Among the lines of data below, reproduce only those from the one with "concrete ground -> box" through the one with "reflection on wet concrete -> box", exactly as they stand, both ends included.

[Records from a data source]
--- START ---
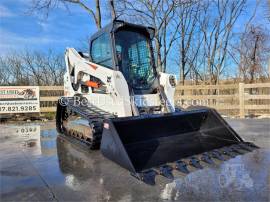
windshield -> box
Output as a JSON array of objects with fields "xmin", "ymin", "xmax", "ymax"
[{"xmin": 115, "ymin": 30, "xmax": 155, "ymax": 89}]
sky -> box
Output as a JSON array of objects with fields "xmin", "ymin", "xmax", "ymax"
[
  {"xmin": 0, "ymin": 0, "xmax": 269, "ymax": 76},
  {"xmin": 0, "ymin": 0, "xmax": 111, "ymax": 56}
]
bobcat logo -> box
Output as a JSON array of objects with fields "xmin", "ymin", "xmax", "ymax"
[{"xmin": 17, "ymin": 89, "xmax": 36, "ymax": 99}]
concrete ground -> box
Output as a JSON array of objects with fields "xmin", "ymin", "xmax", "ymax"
[{"xmin": 0, "ymin": 119, "xmax": 269, "ymax": 202}]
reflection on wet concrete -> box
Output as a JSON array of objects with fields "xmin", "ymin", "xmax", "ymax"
[
  {"xmin": 56, "ymin": 135, "xmax": 160, "ymax": 201},
  {"xmin": 0, "ymin": 120, "xmax": 270, "ymax": 201},
  {"xmin": 160, "ymin": 149, "xmax": 270, "ymax": 201}
]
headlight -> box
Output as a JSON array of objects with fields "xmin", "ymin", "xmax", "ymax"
[{"xmin": 169, "ymin": 75, "xmax": 176, "ymax": 87}]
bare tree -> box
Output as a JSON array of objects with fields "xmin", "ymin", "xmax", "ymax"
[
  {"xmin": 0, "ymin": 57, "xmax": 12, "ymax": 85},
  {"xmin": 23, "ymin": 50, "xmax": 65, "ymax": 85},
  {"xmin": 235, "ymin": 25, "xmax": 270, "ymax": 83},
  {"xmin": 197, "ymin": 0, "xmax": 247, "ymax": 84},
  {"xmin": 109, "ymin": 0, "xmax": 116, "ymax": 20},
  {"xmin": 29, "ymin": 0, "xmax": 102, "ymax": 29},
  {"xmin": 26, "ymin": 0, "xmax": 265, "ymax": 86},
  {"xmin": 266, "ymin": 0, "xmax": 270, "ymax": 21},
  {"xmin": 175, "ymin": 0, "xmax": 202, "ymax": 85},
  {"xmin": 117, "ymin": 0, "xmax": 178, "ymax": 72},
  {"xmin": 0, "ymin": 53, "xmax": 29, "ymax": 85},
  {"xmin": 0, "ymin": 50, "xmax": 65, "ymax": 86}
]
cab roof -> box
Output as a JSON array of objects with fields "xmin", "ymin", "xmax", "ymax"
[{"xmin": 89, "ymin": 20, "xmax": 155, "ymax": 42}]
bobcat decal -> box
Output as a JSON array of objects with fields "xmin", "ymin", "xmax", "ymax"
[{"xmin": 17, "ymin": 89, "xmax": 36, "ymax": 99}]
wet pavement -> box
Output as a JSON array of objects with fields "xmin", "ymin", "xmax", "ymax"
[{"xmin": 0, "ymin": 119, "xmax": 269, "ymax": 201}]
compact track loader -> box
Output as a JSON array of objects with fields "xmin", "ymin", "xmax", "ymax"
[{"xmin": 56, "ymin": 20, "xmax": 258, "ymax": 184}]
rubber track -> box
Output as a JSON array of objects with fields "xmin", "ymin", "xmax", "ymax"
[{"xmin": 56, "ymin": 97, "xmax": 115, "ymax": 149}]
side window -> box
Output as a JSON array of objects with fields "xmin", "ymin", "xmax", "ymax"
[{"xmin": 91, "ymin": 33, "xmax": 113, "ymax": 68}]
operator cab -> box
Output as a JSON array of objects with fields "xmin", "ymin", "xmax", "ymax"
[{"xmin": 89, "ymin": 20, "xmax": 158, "ymax": 94}]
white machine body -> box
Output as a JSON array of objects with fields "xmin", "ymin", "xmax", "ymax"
[{"xmin": 63, "ymin": 48, "xmax": 176, "ymax": 117}]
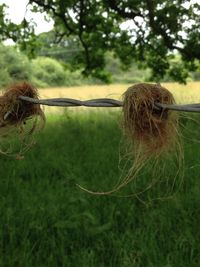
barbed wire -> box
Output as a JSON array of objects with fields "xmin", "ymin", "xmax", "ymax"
[{"xmin": 18, "ymin": 96, "xmax": 200, "ymax": 113}]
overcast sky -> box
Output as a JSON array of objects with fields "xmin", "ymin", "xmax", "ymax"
[{"xmin": 0, "ymin": 0, "xmax": 54, "ymax": 34}]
--- END ---
#### Task solution
concrete ground -> box
Output as a JSON array of objects with fields "xmin", "ymin", "xmax", "ymax"
[{"xmin": 0, "ymin": 119, "xmax": 269, "ymax": 202}]
reflection on wet concrete -> box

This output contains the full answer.